▸ Description of the task: Retype exactly the lines from the one with "[locate] bus rear" down to the final line of the material below, both included, and nothing more.

▸ Data excerpts:
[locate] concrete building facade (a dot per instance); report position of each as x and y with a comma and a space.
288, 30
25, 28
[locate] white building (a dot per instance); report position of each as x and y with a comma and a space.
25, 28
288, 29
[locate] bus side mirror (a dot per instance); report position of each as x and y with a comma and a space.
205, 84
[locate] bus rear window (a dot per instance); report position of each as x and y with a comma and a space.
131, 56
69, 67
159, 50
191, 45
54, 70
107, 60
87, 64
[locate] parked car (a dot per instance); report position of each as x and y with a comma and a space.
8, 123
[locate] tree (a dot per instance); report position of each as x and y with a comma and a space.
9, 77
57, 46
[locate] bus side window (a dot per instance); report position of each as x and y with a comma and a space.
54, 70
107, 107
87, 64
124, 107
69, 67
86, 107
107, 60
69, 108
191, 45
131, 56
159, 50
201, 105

▸ Response area:
[locate] bus rear window (a dot per instance); report position of each as x and y with a comma and a space.
131, 56
69, 67
159, 50
191, 45
54, 70
107, 60
87, 64
[locate] parked car (a dot per instance); report position of each as x and y with a comma and a space.
8, 123
[locate] tree (a dot per instance); report position of each as x and y with a comma and a space.
9, 77
57, 46
[locate] bus side window (a dot per instance); report position of each as x and y with a comma and a space.
54, 70
107, 107
87, 64
124, 107
69, 67
86, 107
107, 60
69, 108
191, 45
131, 56
159, 50
201, 105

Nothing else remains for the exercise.